**EXERCISE DETAILS**
Please edit the part of these items that opens with the line containing "target | power line" and closes with the line containing "task | drop a pin on each instance of the temple", changing "paved road" to "asphalt road" and keeping everything else the same. Return only that part.

»»

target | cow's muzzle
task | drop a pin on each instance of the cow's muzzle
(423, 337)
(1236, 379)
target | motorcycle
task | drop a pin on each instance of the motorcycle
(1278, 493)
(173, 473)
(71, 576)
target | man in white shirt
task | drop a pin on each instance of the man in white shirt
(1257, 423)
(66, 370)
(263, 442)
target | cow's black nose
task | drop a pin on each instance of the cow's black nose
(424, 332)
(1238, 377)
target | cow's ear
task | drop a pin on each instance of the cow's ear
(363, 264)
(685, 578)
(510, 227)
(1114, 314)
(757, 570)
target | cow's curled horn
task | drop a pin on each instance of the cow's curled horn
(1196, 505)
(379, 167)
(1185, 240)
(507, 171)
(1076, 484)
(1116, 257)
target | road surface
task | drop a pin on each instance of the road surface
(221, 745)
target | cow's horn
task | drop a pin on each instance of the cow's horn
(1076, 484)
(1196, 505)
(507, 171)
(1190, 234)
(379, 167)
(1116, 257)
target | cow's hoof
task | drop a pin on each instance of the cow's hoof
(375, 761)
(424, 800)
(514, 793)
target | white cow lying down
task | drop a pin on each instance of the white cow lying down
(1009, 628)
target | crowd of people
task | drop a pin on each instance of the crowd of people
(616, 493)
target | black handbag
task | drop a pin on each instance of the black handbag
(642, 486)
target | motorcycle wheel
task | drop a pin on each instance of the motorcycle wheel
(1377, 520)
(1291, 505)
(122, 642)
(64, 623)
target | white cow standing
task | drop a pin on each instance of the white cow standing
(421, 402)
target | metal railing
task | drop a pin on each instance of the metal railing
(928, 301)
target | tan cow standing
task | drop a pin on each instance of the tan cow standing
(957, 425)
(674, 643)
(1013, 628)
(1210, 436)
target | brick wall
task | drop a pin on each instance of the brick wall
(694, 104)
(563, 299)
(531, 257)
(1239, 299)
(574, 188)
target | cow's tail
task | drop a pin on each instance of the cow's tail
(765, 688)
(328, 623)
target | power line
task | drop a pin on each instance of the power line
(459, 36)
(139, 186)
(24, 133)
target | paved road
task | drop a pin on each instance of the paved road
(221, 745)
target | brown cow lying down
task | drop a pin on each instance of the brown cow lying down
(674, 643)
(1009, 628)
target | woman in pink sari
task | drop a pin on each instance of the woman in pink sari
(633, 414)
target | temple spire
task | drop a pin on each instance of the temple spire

««
»»

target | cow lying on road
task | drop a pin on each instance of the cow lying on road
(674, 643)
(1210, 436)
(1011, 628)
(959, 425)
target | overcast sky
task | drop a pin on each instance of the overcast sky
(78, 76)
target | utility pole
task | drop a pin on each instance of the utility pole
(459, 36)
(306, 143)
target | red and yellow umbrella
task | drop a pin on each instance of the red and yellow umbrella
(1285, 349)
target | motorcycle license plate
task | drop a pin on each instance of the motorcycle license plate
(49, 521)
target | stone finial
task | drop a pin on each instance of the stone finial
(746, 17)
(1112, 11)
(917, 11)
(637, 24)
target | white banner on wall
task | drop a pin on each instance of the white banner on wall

««
»»

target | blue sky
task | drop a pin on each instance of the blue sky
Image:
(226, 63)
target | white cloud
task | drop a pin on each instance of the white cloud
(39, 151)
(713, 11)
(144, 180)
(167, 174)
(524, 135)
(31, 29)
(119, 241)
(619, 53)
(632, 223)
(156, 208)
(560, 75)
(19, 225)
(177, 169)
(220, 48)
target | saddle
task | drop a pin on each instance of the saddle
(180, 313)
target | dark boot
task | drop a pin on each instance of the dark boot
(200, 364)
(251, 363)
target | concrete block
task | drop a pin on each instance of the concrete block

««

**WRITTEN ANSWER**
target | power line
task | drop a pin on each instance of the power line
(459, 36)
(139, 186)
(24, 133)
target | asphalt road
task | drop a pin on each instance of the asphalt road
(221, 745)
target | brown cow lying down
task | drop a pin on each instance of the brown cow lying down
(674, 643)
(1009, 628)
target | woman in pink sari
task | drop a pin on each instance of the woman in pink sari
(633, 414)
target | temple spire
task | drop a pin on each instance of the temple spire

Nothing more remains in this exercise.